## What you are asked to do:
Pull every "query" line out of the data below.

## Text-to-region grounding data:
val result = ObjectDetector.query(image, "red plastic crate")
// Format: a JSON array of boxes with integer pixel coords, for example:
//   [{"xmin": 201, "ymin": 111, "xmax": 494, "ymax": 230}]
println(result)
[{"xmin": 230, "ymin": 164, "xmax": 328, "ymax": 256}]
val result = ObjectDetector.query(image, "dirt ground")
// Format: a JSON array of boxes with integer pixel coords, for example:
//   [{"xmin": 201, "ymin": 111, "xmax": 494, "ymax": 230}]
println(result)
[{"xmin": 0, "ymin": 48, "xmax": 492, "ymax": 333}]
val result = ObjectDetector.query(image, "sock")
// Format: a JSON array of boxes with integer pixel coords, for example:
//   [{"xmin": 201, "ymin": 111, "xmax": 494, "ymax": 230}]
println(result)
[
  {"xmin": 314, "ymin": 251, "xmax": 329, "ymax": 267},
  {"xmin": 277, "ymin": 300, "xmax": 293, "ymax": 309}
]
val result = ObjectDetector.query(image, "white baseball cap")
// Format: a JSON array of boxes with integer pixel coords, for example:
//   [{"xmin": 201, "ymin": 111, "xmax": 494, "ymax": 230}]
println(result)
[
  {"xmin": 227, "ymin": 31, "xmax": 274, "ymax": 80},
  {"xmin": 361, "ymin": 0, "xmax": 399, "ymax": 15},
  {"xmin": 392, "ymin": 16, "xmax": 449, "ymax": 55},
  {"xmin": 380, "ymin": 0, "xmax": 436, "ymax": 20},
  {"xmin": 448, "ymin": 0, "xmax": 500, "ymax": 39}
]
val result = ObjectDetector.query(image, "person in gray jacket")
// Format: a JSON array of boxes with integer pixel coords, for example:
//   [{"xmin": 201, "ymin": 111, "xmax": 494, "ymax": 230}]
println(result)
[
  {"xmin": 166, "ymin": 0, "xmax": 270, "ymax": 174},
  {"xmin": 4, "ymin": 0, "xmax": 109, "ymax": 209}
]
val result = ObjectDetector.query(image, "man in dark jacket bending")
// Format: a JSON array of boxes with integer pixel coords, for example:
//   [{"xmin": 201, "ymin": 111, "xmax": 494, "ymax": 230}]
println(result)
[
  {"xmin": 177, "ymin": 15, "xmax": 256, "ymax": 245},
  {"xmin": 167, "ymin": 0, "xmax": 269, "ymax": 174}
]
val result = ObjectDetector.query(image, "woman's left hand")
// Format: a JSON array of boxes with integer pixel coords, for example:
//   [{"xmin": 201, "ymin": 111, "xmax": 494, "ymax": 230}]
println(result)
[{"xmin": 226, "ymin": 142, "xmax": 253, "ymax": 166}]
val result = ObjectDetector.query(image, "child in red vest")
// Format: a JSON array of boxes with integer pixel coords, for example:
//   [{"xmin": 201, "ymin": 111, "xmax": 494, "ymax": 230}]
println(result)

## Answer to the problem:
val result = ObjectDetector.query(image, "red plastic crate")
val result = ObjectDetector.query(image, "dirt ground")
val result = ObjectDetector.query(image, "sock")
val result = ObjectDetector.query(image, "white baseball cap")
val result = ObjectDetector.query(image, "person in gray jacket")
val result = ObjectDetector.query(image, "man in dark jacket bending")
val result = ObjectDetector.query(image, "woman's left hand")
val result = ObjectDetector.query(image, "child in red vest")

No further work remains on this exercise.